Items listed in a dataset
--------------------
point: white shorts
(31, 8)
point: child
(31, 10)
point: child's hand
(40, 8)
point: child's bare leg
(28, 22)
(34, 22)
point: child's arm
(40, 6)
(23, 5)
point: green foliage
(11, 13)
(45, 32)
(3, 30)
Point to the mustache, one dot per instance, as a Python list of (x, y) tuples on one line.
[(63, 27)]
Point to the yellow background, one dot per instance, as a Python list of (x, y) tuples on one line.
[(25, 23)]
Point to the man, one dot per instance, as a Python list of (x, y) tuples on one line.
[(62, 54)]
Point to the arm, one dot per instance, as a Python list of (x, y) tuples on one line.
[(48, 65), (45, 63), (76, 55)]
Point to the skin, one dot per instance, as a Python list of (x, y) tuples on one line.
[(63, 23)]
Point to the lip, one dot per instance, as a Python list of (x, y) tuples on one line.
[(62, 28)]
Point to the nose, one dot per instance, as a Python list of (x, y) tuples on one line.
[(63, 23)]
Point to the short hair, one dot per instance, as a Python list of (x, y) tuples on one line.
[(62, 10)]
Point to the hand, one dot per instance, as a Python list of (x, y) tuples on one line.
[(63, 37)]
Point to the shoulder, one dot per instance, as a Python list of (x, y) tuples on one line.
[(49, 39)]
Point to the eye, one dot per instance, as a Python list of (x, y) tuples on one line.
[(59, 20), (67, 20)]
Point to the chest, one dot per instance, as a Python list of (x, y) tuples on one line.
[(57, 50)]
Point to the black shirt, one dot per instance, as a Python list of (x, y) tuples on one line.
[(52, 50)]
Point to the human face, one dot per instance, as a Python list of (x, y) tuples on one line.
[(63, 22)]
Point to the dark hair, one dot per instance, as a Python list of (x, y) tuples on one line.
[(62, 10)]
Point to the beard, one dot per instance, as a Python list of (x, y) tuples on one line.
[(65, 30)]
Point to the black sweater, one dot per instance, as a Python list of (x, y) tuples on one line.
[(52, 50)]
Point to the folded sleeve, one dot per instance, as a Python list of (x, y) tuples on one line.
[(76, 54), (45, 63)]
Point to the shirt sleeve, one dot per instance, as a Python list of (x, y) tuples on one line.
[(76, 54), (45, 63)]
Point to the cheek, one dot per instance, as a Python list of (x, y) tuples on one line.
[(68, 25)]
--------------------
## EXERCISE OBJECTIVE
Each record is to be transcribed exactly and in full.

## RESPONSE
point: white shorts
(31, 8)
point: child
(31, 10)
point: child's hand
(40, 8)
point: child's bare leg
(28, 22)
(34, 22)
point: child's arm
(40, 6)
(23, 5)
point: green foliage
(11, 13)
(45, 32)
(3, 30)
Point to the mustache, one dot per instance, as a Python list of (x, y) tuples on one line.
[(63, 27)]
Point to the yellow background, one dot per instance, as a Python list of (x, y) tuples on one line.
[(25, 23)]
Point to the man, one dot per instance, as a Python list of (x, y) tuples on one line.
[(62, 54)]
Point to the arm, one dot per instance, as a Python list of (x, y) tuples on one line.
[(48, 65), (45, 63), (76, 55)]
Point to the skin, one dot per instance, as a Python list of (x, y) tuples on one line.
[(63, 23)]
Point to the lip, one dot per instance, as a Python list of (x, y) tuples on one line.
[(62, 28)]
Point to the nose, one dot per instance, as a Python list of (x, y) tuples on one line.
[(63, 23)]
Point to the short hair, one dot per instance, as a Python list of (x, y) tuples on one line.
[(62, 10)]
Point to the hand, one dot per instance, as a Python list of (x, y) tuples on one line.
[(63, 37)]
Point to the shoulder, one dot per instance, as a Python list of (x, y) tuples on one line.
[(49, 39)]
Point to the eye, one dot per instance, as a Python list of (x, y) tuples on one line.
[(59, 20), (67, 20)]
Point to the chest, one dot per instance, as a Python list of (x, y) tuples on one line.
[(57, 50)]
Point to the black shirt, one dot per instance, as a Python list of (x, y) tuples on one line.
[(52, 50)]
Point to the human face, one dot per instance, as a Python list of (x, y) tuples on one line.
[(63, 22)]
Point to the dark hair, one dot per instance, as a Python list of (x, y) tuples on one line.
[(62, 10)]
Point to the beard, one dot per instance, as a Python list of (x, y) tuples on one line.
[(65, 30)]
Point to the black sweater, one dot per instance, as a Python list of (x, y) tuples on one line.
[(52, 50)]
Point to the folded sleeve, one dot per instance, as a Python list of (x, y) tuples on one line.
[(76, 54), (45, 63)]
Point to the shirt sleeve, one dot per instance, as a Python list of (x, y) tuples on one line.
[(76, 54), (45, 63)]
Point to the cheek, one dot per instance, as a Python list of (x, y) tuples on one line.
[(68, 25)]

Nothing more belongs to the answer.